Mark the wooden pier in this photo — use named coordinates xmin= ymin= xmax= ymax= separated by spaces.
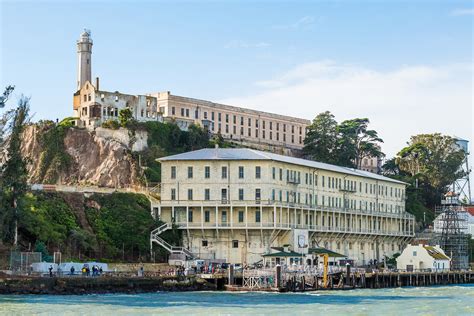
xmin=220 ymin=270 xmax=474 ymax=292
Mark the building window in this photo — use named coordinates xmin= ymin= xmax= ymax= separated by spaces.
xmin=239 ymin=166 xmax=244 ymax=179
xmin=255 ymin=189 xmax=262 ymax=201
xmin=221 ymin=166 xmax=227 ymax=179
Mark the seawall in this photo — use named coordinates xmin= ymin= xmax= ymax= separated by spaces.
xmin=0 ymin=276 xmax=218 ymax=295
==
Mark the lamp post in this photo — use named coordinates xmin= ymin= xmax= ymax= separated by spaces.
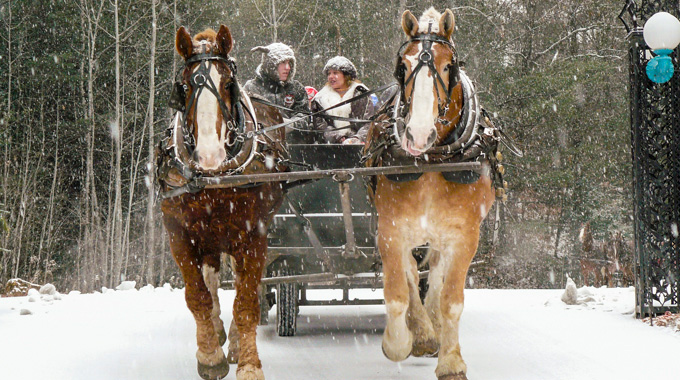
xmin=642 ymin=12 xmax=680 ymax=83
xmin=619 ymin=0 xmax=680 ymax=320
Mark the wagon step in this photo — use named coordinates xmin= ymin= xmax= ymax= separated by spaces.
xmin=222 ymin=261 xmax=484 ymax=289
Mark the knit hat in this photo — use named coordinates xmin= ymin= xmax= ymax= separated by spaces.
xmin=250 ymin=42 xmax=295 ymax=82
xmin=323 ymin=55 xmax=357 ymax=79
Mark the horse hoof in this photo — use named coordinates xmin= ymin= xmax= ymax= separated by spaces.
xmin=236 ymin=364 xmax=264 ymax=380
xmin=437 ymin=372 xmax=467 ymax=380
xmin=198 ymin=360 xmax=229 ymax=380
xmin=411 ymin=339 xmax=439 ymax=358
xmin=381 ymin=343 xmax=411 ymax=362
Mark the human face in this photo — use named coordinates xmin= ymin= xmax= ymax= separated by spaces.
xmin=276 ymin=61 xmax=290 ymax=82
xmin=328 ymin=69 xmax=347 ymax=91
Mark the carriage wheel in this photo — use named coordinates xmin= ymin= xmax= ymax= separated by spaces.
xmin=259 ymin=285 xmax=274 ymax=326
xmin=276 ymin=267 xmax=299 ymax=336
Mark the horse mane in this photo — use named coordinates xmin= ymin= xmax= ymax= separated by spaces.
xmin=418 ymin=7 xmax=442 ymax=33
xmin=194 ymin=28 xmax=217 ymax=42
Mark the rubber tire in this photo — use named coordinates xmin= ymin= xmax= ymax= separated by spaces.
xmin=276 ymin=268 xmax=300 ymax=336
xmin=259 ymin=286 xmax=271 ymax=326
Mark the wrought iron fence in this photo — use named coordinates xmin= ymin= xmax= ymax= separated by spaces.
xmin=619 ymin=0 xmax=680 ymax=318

Exercise: Copy the rows from the line with "Mark the wrought" to the line with "xmin=619 ymin=0 xmax=680 ymax=318", replacing "wrought iron fence" with "iron railing" and leaving everything else unchanged.

Exercise result:
Mark the iron railing in this photo — use named coordinates xmin= ymin= xmax= ymax= separated by spaces.
xmin=619 ymin=0 xmax=680 ymax=318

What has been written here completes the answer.